WHAT YOU ARE ASKED TO DO:
Reproduce every one of the following lines word for word, leaving out the pictures.

ITEMS:
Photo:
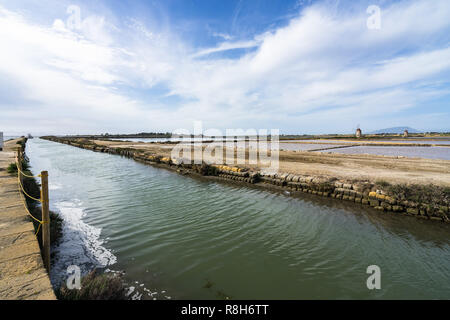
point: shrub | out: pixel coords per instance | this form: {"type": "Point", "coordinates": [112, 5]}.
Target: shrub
{"type": "Point", "coordinates": [96, 286]}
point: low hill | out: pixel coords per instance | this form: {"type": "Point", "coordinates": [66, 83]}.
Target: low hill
{"type": "Point", "coordinates": [395, 130]}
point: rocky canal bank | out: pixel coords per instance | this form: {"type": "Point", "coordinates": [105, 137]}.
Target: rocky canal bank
{"type": "Point", "coordinates": [424, 201]}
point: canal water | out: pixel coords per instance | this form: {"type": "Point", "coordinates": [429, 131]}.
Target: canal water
{"type": "Point", "coordinates": [177, 237]}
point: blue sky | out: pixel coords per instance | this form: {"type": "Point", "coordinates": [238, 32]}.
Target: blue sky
{"type": "Point", "coordinates": [298, 66]}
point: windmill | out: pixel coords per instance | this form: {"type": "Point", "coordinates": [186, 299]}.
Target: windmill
{"type": "Point", "coordinates": [358, 131]}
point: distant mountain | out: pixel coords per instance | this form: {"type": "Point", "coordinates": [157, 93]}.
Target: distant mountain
{"type": "Point", "coordinates": [394, 130]}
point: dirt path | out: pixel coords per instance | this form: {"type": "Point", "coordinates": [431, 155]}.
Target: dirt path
{"type": "Point", "coordinates": [22, 273]}
{"type": "Point", "coordinates": [342, 166]}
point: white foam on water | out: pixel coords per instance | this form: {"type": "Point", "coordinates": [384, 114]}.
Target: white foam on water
{"type": "Point", "coordinates": [80, 245]}
{"type": "Point", "coordinates": [54, 186]}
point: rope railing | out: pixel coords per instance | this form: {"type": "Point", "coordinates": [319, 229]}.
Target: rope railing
{"type": "Point", "coordinates": [45, 222]}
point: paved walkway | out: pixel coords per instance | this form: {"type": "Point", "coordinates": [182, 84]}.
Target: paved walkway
{"type": "Point", "coordinates": [22, 272]}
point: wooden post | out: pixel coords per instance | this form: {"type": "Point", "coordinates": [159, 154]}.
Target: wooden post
{"type": "Point", "coordinates": [19, 165]}
{"type": "Point", "coordinates": [45, 220]}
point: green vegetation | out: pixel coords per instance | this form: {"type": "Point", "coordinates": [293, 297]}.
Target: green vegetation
{"type": "Point", "coordinates": [32, 187]}
{"type": "Point", "coordinates": [96, 286]}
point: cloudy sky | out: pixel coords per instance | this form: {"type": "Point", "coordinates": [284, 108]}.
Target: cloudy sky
{"type": "Point", "coordinates": [73, 67]}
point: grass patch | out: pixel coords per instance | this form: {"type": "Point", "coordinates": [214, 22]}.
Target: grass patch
{"type": "Point", "coordinates": [383, 183]}
{"type": "Point", "coordinates": [96, 286]}
{"type": "Point", "coordinates": [427, 194]}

EXERCISE ANSWER:
Photo:
point: shrub | out: pixel coords per instance | this form: {"type": "Point", "coordinates": [112, 5]}.
Target: shrub
{"type": "Point", "coordinates": [96, 286]}
point: low hill | out: pixel coords per instance | this form: {"type": "Point", "coordinates": [66, 83]}.
Target: low hill
{"type": "Point", "coordinates": [395, 130]}
point: rocky canal bank | out: pixel coords per instance | this form: {"type": "Point", "coordinates": [105, 137]}.
Target: rocky canal bank
{"type": "Point", "coordinates": [424, 201]}
point: canal water | out: pixel coords per instance | this form: {"type": "Point", "coordinates": [429, 131]}.
Target: canal water
{"type": "Point", "coordinates": [177, 237]}
point: blue sky | out: pixel coords per instance | this form: {"type": "Point", "coordinates": [238, 32]}.
Target: blue sky
{"type": "Point", "coordinates": [298, 66]}
point: windmill | out: pixel coords per instance | this form: {"type": "Point", "coordinates": [186, 299]}.
Target: windmill
{"type": "Point", "coordinates": [358, 131]}
point: distant mountain | out: pixel coords per instance | this form: {"type": "Point", "coordinates": [157, 93]}.
Target: distant mountain
{"type": "Point", "coordinates": [394, 130]}
point: dirt path | out: pixel coords per instance | this form: {"type": "Point", "coordinates": [431, 155]}.
Target: dirt path
{"type": "Point", "coordinates": [22, 273]}
{"type": "Point", "coordinates": [342, 166]}
point: white foam on water | out: pixel coords per instance | this form: {"type": "Point", "coordinates": [384, 114]}.
Target: white foam on water
{"type": "Point", "coordinates": [80, 245]}
{"type": "Point", "coordinates": [54, 186]}
point: rope railing | out: pixel coords per instance | this form: {"type": "Point", "coordinates": [319, 229]}.
Target: rope railing
{"type": "Point", "coordinates": [45, 222]}
point: paved walkway | out: pixel coords per instance | this form: {"type": "Point", "coordinates": [182, 84]}.
Target: paved walkway
{"type": "Point", "coordinates": [22, 272]}
point: wooden post | out: pixel coords per instance | this form: {"type": "Point", "coordinates": [159, 154]}.
Target: wooden post
{"type": "Point", "coordinates": [19, 165]}
{"type": "Point", "coordinates": [45, 220]}
point: green vegetation | out: pixel coords per instance | this form: {"type": "Point", "coordinates": [293, 297]}.
Target: green vegetation
{"type": "Point", "coordinates": [32, 187]}
{"type": "Point", "coordinates": [96, 286]}
point: cloudy sky | out: pixel coords per instance | this form: {"type": "Point", "coordinates": [284, 108]}.
Target: cloudy sky
{"type": "Point", "coordinates": [73, 67]}
point: grass patch | out: pixel coords per instance | this form: {"type": "Point", "coordinates": [214, 22]}.
Target: grass patch
{"type": "Point", "coordinates": [383, 183]}
{"type": "Point", "coordinates": [96, 286]}
{"type": "Point", "coordinates": [427, 194]}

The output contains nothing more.